# ARTICLE
'''
Figure 12a depicts the number of composite vectors over the observation period (261 weeks). The mean weekly number of vectors produced by the 7-day composites is 719. The histogram of the total number of vectors is shown in Figure 12b, where most of the weeks produce from 400 to 1300 vectors. In addition, we also analyzed the spatial coverage of the 7-day MCC composites in Figure 12c. The coastal areas offshore ∼400 km have the highest data coverage on the order of 60 and higher. The number of vectors declines as the distance offshore increases.

5. California Current System Observation

5.1. 5-Year MCC Mean Flows

To investigate the current system in our study region, we computed the multi-year mean flows based on the 7-day composites. Centurioni et al. [25] revealed four permanent meanders in the CCS. As our study region is slightly smaller, only three of them are captured in our 5-year mean flows (Figure 13), which has almost the same structure as the 12-year mean flows calculated by Matthews and Emery [11]. The first offshore jet structure originates north of Cape Mendocino, flows southward with a width of ∼200 km and mean current speeds of ∼15 cm · s 1 . The second jet exits between Point Arena and Point Reyes, also with a width of ∼200 km and higher mean current speeds of 25 cm · s 1 , extending to ∼350 km offshore. The third jet is investigated to the north of Point Conception and the offshore current flows southward quickly with mean current speeds of 20 cm · s 1 .

5.2. Weekly MCC Composites

To smooth the current fields and fill in the blank areas of the 7-day MCC composites, we used the optimal interpolation (OI) method based on the covariance matrix computed from the 5-year mean flows over the study region. More details can be found in [26]. The OI algorithm also provides the MCC-OI mapping errors. The mean mapping errors are presented in Figure 14. Reflecting on Figure 12c, the spatial distribution of the OI error map has many similarities with the MCC vector coverage as it should have. The lowest error is located in the center of the study region where the vector coverage is the highest. The offshore area within 500 km along the California coast has mapping errors under 30 % .
The CCS is eddy-rich [27,28] and the MCC-OI maps provide surface currents with sufficiently high spatial resolution to depict these mesoscale features and study their oceanographic variabilities over the study region. In Figure 15a,b, we present two continuous 7-day MCC-OI maps. The ocean circulation patterns of both weeks are similar. The coastal jet between 39 ° N and 42 ° N flows equatorward in late-April and early-May. An anticyclonic eddy centered at 38 ° N, 125 ° W is captured in the first week and it moves offshore and gets stronger from the first week to the second. One eddy dipole is revealed by Figure 15. The eddy dipole is in the southeast portion of the study region. Our results observe the evolution of this eddy dipole and a cyclonic eddy over the two weeks. A cyclonic eddy centered at 33 ° N, 125 ° W in the first week, moves southeastward, then interacts with the offshore cyclonic eddy of the eddy dipole, forming a new eddy dipole with a stronger cyclonic eddy, as discussed by Simpson and Lynn [29]. The third jet mentioned in Section 5.1 is also investigated in the two weeks.
The 7-day surface current maps clearly show the evolution of these two eddy dipoles in the CCS. This provides strong evidence of the representativeness of the MCC method for estimating coastal surface currents and investigating the complex oceanography variability in coastal area.

5.3. Seasonal MCC Mean Flows

The study region is the central area of the CCS, including the persistent equatorward flow of the surface CC, the California Undercurrent (CU) that is a poleward subsurface current and the Davidson Current (DC) that is also a poleward current that occurs seasonally during the winter and fall near and north of Point Conception [30].
'''
# GIVEN PROBLEM A
Report every line in the records below that contains the string "reflection".

# Entries from a point annotation set
'''
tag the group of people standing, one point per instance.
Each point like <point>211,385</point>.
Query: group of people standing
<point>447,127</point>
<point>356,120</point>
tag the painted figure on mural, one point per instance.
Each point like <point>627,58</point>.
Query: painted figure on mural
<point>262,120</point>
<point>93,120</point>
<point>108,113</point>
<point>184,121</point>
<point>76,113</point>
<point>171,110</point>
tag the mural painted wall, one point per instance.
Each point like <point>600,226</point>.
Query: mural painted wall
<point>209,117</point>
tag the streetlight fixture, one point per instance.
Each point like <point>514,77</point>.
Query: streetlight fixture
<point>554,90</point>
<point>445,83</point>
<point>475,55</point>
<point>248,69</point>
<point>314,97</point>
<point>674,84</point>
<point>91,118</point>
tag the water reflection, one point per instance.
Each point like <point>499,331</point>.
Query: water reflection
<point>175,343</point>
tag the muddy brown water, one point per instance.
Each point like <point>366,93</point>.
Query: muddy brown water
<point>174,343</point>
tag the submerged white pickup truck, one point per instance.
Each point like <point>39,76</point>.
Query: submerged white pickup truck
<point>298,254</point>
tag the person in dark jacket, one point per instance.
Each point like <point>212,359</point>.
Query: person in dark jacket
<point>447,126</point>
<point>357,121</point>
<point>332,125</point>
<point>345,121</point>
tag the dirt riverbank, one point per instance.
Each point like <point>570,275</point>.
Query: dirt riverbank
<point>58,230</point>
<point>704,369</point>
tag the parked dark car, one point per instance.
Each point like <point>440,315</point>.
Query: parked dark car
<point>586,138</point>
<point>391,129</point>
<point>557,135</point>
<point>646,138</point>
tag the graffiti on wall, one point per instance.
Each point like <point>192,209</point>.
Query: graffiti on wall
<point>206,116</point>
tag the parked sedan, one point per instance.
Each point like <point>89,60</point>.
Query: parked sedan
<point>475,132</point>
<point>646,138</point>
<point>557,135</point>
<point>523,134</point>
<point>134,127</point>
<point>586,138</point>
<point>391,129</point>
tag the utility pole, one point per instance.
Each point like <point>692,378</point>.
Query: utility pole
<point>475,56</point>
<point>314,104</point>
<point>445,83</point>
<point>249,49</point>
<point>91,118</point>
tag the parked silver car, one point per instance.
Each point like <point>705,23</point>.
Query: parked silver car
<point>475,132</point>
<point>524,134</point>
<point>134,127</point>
'''
# GIVEN PROBLEM B
Go on with the text about the California Current System from where it stops.

# RIGHT ANSWER A
tag the water reflection, one point per instance.
Query: water reflection

# RIGHT ANSWER B
The CC in our study region exhibits significant seasonal variations. To investigate this variability, we computed the seasonal mean flows for 2013 since this year had the greatest number of MCC vectors for all the years that we studied. In winter (Figure 16a), the coastal velocities reveal a complex structure, but the poleward DC is not evident. The offshore CC tends to move closer to the shore in winter. One inshore cyclonic eddy lies along the path of the DC and it is located between Point Sur and Point Conception and the other one is near Point Reyes. Two eddy dipoles are observed, one is near Cape Mendocino and the other is near Point Arena. In spring (Figure 16b), the pattern of the surface flow over the study region is predominantly equatorward and more eddies are seen in the spring. The coastal jet flows equatorward from north of Point Conception. The eddy dipole near Cape Mendocino moves inshore from winter to spring and the eddy dipole near Point Mendocino moves westward during this period. The eddy in the path of the DC dissipates in spring. Several offshore eddies are also captured in our results. A cyclonic eddy forms to the south of Cape Mendocino in spring. The southwestward flow starts to meander at 35 ° N, 126 ° W, with the surface flows to the southwestward. In summer (Figure 16c), the inshore and offshore CC both flow equatorward and the offshore CC meanders are seen from the north ( 40 ° N) to the south ( 32 ° N). The CC weakens or reverses in the southern area. The offshore flows between Point Arena and Point Sur coincide with the strong upwelling during the summertime. The cyclonic eddy to the south of Point Conception in spring moves offshore over summer, and instead, an anticyclonic eddy forms in that area. Moreover, an eddy dipole forms at 33 ° N, 122 ° W. In fall (Figure 16d), the CC flows equatorward and the poleward DC is not evident inshore. The CC increases the complexity from summer to fall. Several eddies are captured in the fall plots.

6. Discussion and Conclusions

In this paper, we explore the potential to map the coastal currents using the improved MCC method from the combination of MODIS and VIIRS imagery. We use imagery from the CC region off the western U.S. Evidence demonstrates the viability of the MCC method to compute reliable coastal surface currents. First, we examined coincident imagery over the study region to analyze the temporal resolution of the imagery (Figure 2). Second, we explored the possibility of extracting the coastal surface currents from the combination of MODIS and VIIRS satellite images. It is possible to apply the MCC method to sequential MODIS and VIIRS imagery merged together. The combination of the MODIS and VIIRS datasets increases the total number of vectors by 58.3 % . Third, the MCC surface currents computed from 60 pairs of cloud free images were examined to map the coastal surface currents and HF radar current maps are used as comparisons to validate the accuracy of the MCC current fields. Fourth, several satellite datasets were selected for merging the different MCC fields. This strategy makes use of different trackable surface features to improve the robustness of the MCC method for estimating surface currents. The merged surface current results increased by 68.5 % of the spatial coverage of the individual fields relative to the Chl fields alone. Moreover, after merging the MCC fields, the merged fields also maintain the same level of current accuracy. Based on the routine MCC maps, we compute the weekly, seasonal and 5-year mean flows, which are used to investigate the current structure of the study region. These results show substantial agreement with the previous studies [11,29,30].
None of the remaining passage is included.